WRITTEN PROBLEM:
According to the editorial on the negotiations in Belmopan, which two unions sent representatives to the Friday morning talks with the Government of Belize?

EditorialProgress in negotiations

Beleaguered Belize received its second dose of good news in the last two weeks, following the success of our national football selection in Costa Rica, when negotiations on Friday morning in Belmopan between representatives of the Government of Belize, including the Prime Minister/Minister of Finance, and representatives of the Belize National Teachers Union (BNTU) and the Public Service Union (PSU), reportedly went well.

We have previously explained to you that the BNTU has proven itself to be an irresistible force, while the Prime Minister, constitutionally speaking, is an immovable object. So then, the ingredients for instability and crisis were in place.

There is a story in the Old Testament where Joseph, a Hebrew who has been sold into captivity in Egypt, is asked to interpret one of the Pharaoh’s dreams. In that dream, seven fat cows had come out of the river and were grazing on the bank side, when seven lean cows came out of the same river and devoured the seven fat cows. Joseph explained that there would be seven years of plenty followed by seven years of famine in Egypt.

In Belize, we experienced five years of plenty between 1998 and 2003. The years of plenty were a result of a policy of taking on huge loans from financial institutions on Wall Street, which institutions are now demanding their proverbial pound of flesh. Belizeans enjoyed the five years of plenty, to greater or lesser degrees, but by 2004 it had become obvious that there were bills to pay and that Belize could not continue down this road which the ruling politicians were calling “growth economics.” But for the monarchical constitution under which Belize has labored since 1981, the government of growth economics would have fallen in 2005. That government staggered through until 2008, and, truth be said, they made some efforts to mend the errors of their ways.

The Belizean people, nevertheless, did in 2008 what they had wanted to do from 2005. They changed governments. Since then, we have been experiencing lean years. Belizeans have tightened their belts and worked hard to pay the growth economics bills of 1998 to 2003.

If the PUP wish to be returned to office, and it is certain that they do so wish, then they cannot try to convince voters that they want to resume where growth economics left off. The PUP cannot win by suggesting a return to globalization and privatization and neoliberalism.

And yet, the PUP almost won in March of 2012, even though they did not specifically and categorically denounce globalization and privatization and neo-liberalism. The PUP almost won because the UDP is a flawed party whose incompetencies and corruptions have been exposed.

The PUP has gotten away with its neoliberalism by invoking the name of national hero, Rt. Hon. George Price, who helped to found the PUP in 1950 when the party was, without a doubt, a trade-union based organization. The 2013 PUP, however, does not enjoy great credibility with the trade unions. If it did, the negotiations on Friday in Belmopan would not have gone as smoothly as they did. That is the thesis of this newspaper.

DATA LISTING:
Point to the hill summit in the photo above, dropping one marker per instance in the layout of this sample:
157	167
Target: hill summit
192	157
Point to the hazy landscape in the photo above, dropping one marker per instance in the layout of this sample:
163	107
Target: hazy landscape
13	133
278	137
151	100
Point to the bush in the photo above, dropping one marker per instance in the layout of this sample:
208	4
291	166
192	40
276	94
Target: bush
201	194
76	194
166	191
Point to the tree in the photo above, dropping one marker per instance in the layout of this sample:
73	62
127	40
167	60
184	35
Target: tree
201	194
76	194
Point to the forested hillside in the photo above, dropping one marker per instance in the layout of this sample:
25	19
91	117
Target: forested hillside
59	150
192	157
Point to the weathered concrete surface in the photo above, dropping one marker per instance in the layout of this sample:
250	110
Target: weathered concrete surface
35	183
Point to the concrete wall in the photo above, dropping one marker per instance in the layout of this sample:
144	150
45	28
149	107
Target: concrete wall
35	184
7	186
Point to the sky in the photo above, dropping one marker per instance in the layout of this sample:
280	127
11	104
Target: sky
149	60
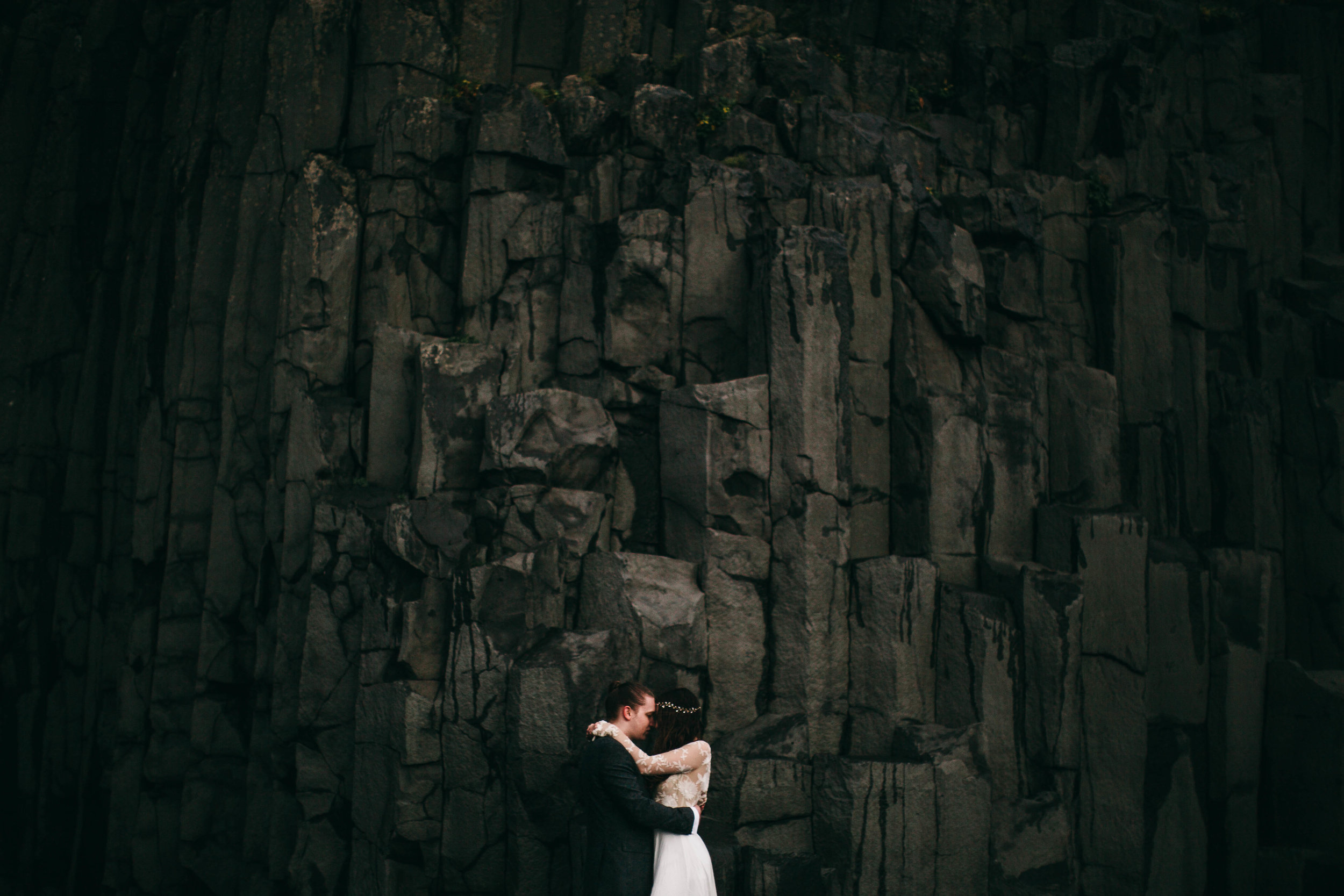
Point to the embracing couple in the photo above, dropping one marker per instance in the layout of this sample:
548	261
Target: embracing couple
636	845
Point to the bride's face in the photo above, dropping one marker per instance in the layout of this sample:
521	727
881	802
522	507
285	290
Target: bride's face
641	719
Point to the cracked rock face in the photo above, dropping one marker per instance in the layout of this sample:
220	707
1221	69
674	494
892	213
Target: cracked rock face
948	394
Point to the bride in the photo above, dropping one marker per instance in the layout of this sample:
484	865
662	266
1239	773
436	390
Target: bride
681	862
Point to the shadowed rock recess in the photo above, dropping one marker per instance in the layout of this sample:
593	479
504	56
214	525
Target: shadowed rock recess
950	393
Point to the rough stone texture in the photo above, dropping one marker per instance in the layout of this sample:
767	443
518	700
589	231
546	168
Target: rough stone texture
655	612
716	449
1109	553
455	383
1084	437
1080	264
862	211
976	680
808	320
1304	726
921	824
562	437
1240	597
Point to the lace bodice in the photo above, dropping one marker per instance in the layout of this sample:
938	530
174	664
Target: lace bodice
689	768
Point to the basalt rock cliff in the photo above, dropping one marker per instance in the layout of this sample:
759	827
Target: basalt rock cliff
950	393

WORKED ANSWER:
The Belize National Teachers Union (BNTU) and the Public Service Union (PSU).